_PROBLEM_
Print the line that contains "[mark] the bull's muzzle" and every line after it through the last line of the records below, exactly as written and nothing else.

(Point annotation records)
****************
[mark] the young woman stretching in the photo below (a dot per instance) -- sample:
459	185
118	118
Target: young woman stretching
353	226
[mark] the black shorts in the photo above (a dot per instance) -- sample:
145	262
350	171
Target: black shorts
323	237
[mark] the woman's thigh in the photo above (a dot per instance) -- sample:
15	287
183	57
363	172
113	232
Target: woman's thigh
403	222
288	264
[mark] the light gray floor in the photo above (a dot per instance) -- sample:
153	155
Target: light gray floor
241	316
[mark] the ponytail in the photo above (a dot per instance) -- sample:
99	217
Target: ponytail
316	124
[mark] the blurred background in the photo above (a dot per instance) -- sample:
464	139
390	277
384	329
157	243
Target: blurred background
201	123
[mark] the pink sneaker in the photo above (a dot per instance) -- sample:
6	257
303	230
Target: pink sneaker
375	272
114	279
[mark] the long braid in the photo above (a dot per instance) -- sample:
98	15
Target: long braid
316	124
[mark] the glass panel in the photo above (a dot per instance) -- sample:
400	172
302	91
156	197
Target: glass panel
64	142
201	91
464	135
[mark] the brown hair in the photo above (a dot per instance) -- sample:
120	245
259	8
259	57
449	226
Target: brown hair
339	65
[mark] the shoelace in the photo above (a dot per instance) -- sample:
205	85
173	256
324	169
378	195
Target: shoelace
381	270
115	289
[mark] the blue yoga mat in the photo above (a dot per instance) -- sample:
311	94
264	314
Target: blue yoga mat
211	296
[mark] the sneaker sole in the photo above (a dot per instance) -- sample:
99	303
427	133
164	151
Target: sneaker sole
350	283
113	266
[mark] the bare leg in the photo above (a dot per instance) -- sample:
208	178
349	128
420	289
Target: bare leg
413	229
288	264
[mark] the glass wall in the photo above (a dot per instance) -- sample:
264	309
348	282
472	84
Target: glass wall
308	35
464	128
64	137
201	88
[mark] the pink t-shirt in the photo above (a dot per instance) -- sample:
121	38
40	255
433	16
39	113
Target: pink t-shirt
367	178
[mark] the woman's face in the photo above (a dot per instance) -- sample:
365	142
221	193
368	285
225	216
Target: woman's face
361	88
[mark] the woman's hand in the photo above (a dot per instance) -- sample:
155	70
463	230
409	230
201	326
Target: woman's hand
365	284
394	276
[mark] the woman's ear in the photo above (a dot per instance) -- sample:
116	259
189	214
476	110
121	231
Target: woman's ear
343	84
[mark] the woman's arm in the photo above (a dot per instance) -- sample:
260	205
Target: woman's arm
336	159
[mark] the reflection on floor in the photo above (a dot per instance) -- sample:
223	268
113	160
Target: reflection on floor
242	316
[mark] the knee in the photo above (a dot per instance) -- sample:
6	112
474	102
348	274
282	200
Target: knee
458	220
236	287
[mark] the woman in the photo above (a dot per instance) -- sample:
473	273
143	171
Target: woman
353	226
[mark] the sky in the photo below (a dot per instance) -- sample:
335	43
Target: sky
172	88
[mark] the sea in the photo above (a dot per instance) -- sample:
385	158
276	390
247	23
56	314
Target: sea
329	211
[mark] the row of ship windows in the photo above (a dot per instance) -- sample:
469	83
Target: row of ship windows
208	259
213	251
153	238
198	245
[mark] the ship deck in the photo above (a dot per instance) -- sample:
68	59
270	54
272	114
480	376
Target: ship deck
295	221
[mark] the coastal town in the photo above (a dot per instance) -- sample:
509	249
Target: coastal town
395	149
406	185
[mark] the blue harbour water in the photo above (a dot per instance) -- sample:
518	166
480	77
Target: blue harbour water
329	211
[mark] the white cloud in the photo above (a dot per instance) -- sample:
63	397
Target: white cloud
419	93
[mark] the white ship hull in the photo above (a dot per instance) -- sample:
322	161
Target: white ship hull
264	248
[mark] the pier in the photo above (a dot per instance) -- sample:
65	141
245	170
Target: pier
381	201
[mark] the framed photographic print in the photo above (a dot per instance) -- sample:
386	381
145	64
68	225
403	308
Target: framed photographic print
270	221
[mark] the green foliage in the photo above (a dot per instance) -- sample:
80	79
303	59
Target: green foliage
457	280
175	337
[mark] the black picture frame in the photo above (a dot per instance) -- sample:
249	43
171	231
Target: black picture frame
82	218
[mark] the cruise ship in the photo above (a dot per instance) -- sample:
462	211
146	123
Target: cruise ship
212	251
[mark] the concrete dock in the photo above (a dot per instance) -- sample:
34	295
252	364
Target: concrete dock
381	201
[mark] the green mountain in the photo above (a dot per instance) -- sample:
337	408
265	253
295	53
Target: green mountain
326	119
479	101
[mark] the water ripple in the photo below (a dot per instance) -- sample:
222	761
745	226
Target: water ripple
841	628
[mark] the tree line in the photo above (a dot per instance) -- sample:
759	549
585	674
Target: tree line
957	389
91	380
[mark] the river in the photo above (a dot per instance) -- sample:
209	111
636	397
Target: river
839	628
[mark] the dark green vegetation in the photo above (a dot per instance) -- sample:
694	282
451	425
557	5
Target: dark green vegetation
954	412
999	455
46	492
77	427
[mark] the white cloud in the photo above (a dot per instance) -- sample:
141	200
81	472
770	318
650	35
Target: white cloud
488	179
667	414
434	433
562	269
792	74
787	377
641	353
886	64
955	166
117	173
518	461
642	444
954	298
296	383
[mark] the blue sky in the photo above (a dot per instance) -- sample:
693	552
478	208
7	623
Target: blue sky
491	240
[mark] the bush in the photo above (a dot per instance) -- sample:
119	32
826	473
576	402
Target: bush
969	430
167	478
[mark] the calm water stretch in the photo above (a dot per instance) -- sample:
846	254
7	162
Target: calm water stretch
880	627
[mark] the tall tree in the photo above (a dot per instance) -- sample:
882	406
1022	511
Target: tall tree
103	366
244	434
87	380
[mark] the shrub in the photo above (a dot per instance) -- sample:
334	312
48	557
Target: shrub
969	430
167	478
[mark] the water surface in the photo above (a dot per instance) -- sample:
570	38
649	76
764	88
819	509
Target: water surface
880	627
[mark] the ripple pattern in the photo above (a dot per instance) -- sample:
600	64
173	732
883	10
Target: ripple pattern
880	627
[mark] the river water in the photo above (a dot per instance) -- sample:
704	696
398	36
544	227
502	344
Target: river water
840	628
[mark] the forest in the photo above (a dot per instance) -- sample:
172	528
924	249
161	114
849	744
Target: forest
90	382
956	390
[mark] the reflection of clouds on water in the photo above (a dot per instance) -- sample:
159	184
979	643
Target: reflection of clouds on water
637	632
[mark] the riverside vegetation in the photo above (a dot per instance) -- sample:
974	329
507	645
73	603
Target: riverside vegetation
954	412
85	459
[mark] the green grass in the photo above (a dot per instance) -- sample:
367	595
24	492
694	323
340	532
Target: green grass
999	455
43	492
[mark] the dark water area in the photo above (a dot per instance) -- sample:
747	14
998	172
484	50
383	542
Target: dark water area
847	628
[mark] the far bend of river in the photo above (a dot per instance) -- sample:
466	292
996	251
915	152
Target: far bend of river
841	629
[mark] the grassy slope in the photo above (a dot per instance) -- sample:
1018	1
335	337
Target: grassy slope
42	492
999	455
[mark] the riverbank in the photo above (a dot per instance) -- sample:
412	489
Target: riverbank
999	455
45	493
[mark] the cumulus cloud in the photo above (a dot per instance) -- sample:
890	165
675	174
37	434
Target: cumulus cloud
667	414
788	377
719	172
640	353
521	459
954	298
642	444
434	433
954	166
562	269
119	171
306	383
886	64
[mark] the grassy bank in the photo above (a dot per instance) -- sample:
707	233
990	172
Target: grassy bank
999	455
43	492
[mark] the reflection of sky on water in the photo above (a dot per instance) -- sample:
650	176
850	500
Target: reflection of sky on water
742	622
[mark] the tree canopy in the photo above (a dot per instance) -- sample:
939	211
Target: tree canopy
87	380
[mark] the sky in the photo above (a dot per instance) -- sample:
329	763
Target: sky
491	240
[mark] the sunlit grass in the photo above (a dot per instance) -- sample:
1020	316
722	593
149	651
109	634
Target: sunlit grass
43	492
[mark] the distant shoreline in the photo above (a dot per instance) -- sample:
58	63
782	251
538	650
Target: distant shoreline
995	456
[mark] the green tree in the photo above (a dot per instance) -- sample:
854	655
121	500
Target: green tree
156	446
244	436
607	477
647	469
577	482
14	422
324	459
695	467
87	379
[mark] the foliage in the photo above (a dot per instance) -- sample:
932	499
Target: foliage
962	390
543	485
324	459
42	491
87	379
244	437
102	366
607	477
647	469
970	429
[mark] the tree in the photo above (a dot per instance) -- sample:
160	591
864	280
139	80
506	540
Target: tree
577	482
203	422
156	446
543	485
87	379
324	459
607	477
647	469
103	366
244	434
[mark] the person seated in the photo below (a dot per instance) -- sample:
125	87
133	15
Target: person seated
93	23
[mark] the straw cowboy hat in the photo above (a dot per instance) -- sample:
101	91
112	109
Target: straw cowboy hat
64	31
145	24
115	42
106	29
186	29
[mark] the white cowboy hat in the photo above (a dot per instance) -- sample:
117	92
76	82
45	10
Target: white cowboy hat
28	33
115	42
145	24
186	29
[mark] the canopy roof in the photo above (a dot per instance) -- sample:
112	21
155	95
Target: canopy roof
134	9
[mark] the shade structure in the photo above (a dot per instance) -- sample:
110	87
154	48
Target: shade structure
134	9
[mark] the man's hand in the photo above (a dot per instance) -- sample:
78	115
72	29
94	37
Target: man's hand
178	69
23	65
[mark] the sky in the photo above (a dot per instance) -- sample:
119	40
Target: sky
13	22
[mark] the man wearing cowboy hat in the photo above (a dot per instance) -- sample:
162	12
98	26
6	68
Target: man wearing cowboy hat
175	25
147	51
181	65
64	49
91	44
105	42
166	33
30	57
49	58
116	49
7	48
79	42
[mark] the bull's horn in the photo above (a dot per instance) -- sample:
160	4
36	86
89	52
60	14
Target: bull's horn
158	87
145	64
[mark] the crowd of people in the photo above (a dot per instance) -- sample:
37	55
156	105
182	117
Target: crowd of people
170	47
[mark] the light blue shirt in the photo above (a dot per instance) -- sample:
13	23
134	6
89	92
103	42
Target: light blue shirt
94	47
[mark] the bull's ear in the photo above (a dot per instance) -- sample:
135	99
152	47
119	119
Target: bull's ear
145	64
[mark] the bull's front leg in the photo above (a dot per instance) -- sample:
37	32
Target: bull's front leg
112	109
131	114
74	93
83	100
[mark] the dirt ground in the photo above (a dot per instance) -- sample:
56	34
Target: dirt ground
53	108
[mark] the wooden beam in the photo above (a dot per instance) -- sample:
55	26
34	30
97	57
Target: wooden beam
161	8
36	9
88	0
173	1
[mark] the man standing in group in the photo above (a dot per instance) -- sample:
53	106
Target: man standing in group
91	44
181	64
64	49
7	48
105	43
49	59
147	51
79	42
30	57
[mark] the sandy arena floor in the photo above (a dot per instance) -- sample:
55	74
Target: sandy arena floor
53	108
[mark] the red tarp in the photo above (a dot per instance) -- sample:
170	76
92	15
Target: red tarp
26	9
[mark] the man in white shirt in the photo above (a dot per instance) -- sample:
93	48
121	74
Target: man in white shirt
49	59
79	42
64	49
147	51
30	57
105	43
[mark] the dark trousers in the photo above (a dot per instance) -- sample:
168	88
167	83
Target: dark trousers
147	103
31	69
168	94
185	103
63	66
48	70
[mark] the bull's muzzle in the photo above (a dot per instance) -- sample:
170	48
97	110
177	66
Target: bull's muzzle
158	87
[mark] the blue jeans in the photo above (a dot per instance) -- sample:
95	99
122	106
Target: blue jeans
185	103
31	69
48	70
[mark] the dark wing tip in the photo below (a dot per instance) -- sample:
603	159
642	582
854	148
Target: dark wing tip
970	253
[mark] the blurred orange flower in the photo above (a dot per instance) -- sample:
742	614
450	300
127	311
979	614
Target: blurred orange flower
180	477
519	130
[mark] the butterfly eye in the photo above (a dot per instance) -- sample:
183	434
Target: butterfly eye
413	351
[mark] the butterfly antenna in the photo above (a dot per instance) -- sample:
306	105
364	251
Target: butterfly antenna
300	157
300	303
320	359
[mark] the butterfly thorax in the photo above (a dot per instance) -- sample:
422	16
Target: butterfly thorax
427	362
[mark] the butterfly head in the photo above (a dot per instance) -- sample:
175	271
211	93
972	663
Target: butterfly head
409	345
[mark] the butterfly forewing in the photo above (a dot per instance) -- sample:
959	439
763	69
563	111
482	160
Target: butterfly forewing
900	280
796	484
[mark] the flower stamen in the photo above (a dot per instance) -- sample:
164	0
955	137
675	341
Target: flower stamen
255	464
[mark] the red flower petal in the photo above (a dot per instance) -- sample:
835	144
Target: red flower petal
****************
_THE ANSWER_
[mark] the bull's muzzle in the photo above (a dot per instance) -- sample:
170	48
97	110
177	66
Target: bull's muzzle
158	87
[mark] the blue jeans in the photo above (a dot per instance) -- sample:
95	99
122	106
Target: blue jeans
185	103
31	69
48	70
[mark] the dark wing tip in the photo below (a dot per instance) -- sample:
603	159
642	582
854	148
Target: dark wing tip
970	253
[mark] the blurred orange flower in the photo above (a dot per instance) -- sample:
742	614
450	300
127	311
979	614
Target: blurred orange flower
180	477
519	130
[mark] the butterfly eye in the photo above (a dot per instance) -- sample:
183	434
Target: butterfly eye
413	351
[mark] the butterfly antenna in the photo above (a dot per instance) -- sample:
306	105
364	251
Target: butterfly antenna
300	157
300	303
320	359
[mark] the butterfly thorax in the photo above (a dot per instance) -- sample:
422	16
Target: butterfly thorax
427	362
[mark] the butterfly head in the photo above (a dot per instance) -- sample:
175	271
211	93
972	663
Target: butterfly head
409	345
[mark] the butterfly forewing in the photo above (a dot per instance) -- sample:
959	439
763	69
563	111
482	160
Target: butterfly forewing
900	280
796	484
[mark] the flower stamen in the photo above (a dot per instance) -- sample:
164	0
955	137
675	341
Target: flower stamen
255	464
[mark] the red flower petal in the photo above (a dot per instance) -- sample:
835	144
Target: red flower petal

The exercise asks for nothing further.